### Instructions for the task
Filter the records down to the lines that hold the word "blue", and copy each of those lines.

### Material for this exercise
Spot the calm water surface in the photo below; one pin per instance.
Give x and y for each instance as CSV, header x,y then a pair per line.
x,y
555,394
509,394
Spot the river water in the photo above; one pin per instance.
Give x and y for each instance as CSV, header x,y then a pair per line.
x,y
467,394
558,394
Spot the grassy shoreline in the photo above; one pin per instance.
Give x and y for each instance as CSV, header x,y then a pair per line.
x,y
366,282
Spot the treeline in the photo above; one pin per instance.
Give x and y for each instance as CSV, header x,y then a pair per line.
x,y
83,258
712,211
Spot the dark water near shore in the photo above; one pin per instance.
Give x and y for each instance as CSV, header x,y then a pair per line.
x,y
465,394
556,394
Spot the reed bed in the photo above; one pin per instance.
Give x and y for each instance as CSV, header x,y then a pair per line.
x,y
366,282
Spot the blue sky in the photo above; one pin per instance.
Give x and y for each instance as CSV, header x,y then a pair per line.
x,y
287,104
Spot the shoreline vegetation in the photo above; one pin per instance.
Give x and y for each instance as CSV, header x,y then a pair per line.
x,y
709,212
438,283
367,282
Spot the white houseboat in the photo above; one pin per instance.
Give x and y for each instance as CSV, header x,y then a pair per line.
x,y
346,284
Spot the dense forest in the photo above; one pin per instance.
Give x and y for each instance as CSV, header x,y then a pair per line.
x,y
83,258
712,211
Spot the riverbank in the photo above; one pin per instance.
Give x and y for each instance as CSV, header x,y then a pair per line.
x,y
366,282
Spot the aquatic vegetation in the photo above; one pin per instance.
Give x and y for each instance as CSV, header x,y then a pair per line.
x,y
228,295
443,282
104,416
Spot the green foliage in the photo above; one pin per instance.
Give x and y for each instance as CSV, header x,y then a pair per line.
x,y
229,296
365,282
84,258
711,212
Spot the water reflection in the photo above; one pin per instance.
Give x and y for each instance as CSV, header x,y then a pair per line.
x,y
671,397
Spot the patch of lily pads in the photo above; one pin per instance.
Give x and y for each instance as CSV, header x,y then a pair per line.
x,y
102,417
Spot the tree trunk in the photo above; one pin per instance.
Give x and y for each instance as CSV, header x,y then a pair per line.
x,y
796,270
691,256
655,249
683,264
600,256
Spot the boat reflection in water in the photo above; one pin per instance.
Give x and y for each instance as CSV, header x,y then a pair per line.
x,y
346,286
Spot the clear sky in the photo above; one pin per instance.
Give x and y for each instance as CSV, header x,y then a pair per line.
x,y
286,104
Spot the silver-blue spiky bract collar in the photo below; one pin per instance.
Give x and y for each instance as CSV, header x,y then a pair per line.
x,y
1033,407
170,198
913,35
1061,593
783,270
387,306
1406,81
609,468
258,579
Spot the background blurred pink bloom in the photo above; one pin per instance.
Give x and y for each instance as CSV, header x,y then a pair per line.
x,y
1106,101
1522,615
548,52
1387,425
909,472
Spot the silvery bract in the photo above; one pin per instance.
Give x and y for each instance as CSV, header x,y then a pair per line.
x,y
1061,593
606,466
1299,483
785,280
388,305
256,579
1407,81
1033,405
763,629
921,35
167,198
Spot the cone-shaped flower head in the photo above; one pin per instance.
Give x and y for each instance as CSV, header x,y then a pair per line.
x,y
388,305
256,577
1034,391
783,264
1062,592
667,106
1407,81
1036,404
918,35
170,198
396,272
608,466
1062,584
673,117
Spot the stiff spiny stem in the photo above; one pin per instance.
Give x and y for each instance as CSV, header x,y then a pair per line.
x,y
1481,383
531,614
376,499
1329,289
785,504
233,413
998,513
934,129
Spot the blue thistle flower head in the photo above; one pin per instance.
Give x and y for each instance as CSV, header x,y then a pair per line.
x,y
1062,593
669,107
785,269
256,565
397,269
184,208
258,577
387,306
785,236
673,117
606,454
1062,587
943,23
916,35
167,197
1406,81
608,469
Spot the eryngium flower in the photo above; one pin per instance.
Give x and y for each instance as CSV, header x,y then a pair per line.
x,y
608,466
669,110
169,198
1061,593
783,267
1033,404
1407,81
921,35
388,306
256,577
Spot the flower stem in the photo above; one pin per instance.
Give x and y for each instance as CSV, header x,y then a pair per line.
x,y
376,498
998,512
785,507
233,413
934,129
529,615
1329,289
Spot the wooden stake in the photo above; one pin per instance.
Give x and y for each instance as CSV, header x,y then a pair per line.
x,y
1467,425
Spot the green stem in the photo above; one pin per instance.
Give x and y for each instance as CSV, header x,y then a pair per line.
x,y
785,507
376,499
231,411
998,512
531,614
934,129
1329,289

### Output for this task
Spot the blue sky in the photo above; one pin per instance.
Spot the silver-blue spiky bract collar in the photo below; one pin per instance.
Spot the blue thistle flower head in the photo above; one pin per instance.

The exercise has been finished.